To do
Continue the passage below on the 1989 revolution in Slovakia and its spread from the centre to the periphery, picking up after its final sentence.

Excerpt to read

A significant consideration is the different evolution in Slovakia, as compared to the Czech Republic (then part of the federal Czechoslovak Socialist Republic) during the two decades prior to 1989. This had an impact on the outcome in both countries during November 1989. Whereas in Prague, where Havel led the Civic Forum (OF), in Slovakia another organisation, Public against Violence (VPN), emerged – a movement created by the main protagonists of change in Slovakia. In both the Czech and Slovak parts of pre-1989 Czechoslovakia, no one outside the communist party structure was trained or prepared to take over political power. Hence, as political change occurred, the political leadership had to be formed ad hoc by those willing and brave enough to enter the political arena. The events in Slovakia were much more “a revolution on the periphery” as mentioned above. This is not to denigrate the role and efforts of those who become political leaders, rather it is a concept that describes the developments in Slovakia that emerged from two decades of the so-called “normalisation”.
What, then, is the centre-periphery relationship during sudden, systemic political changes? The revolution’s centre gathers conspiring, brave, risk-taking, sometimes reckless revolutionaries who are able to inspire, agitate and mobilise the masses. But how does revolution travel to the periphery, provinces or to distant large cities? Of course, this process varies widely, is always contingent and unexpected, and is not pre-planned. It is only in retrospect that some claim to be the originators and planners of change. Analyses of the events dispute this ex post appropriation of revolution far from the centre.

Raw data

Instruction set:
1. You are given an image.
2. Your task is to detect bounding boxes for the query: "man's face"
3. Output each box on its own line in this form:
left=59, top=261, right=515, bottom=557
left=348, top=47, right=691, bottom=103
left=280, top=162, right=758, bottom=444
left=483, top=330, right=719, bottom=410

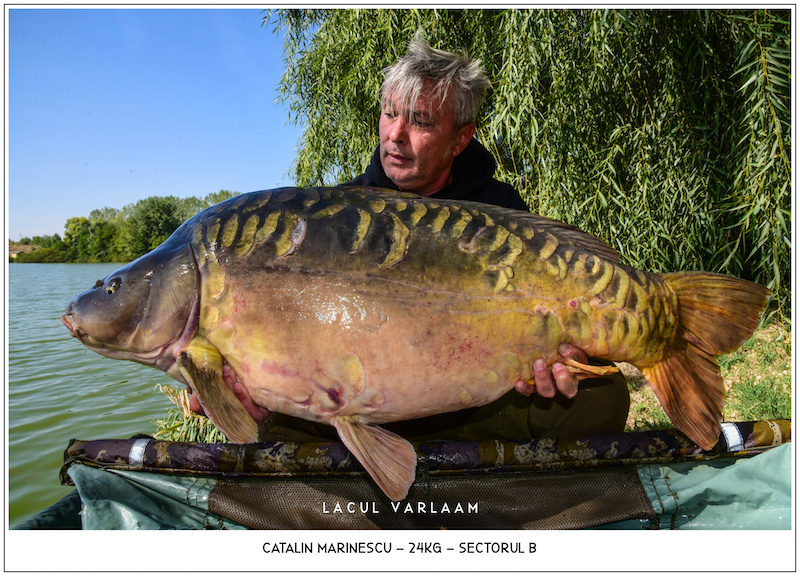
left=379, top=84, right=475, bottom=196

Output below
In general, the bearers of revolution in the periphery need to possess two key ingredients: information and the courage to act. Whoever has information about what is happening in the centre, and whoever is brave enough at the moment of change to step forward – when the outcome is not yet certain and danger still looms – becomes the bearers of revolution in the provinces.
In other words, whoever spoke for the dissatisfied and disaffected, and expressed in public what others believed but were still too afraid to say, was accepted by the masses as their political leaders. This new group became the leading force that faced and eventually replaced the local elements of the ancien régime. That is how political legitimacy is usually gained on the periphery. However, such legitimacy is much weaker, more fragile and short-lasting than legitimacy gained in the centre by forces that possessed it prior to the revolutionary change. Slovakia was such a case where the initial leaders soon lost popularity and were marginalised and pushed out of power. The former Soviet republics, especially the Baltic republics, were also in such a position.
Two normalisations
In order to understand the different development paths in Slovakia and the Czech Republic, we have to review their distinct evolution prior to 1989. In general, Slovakia as part of Czechoslovakia should be analysed in that context rather than separately. However, the developments leading up to 1989 exposed some crucial differences in both republics.
The invasion of Czechoslovakia in 1968 by Warsaw Pact armies[1] crushed any reform process for the subsequent two decades. The Soviet Union did everything to prevent any political deviation from Soviet-bloc homogeneity. Both Czechs and Slovaks were in the same boat facing the consequences of the Brezhnev Doctrine. The so-called normalisation period (1969-1989), was characterised by cynical maintenance of power during which even the communist leadership paid only lip service to Marxist ideology.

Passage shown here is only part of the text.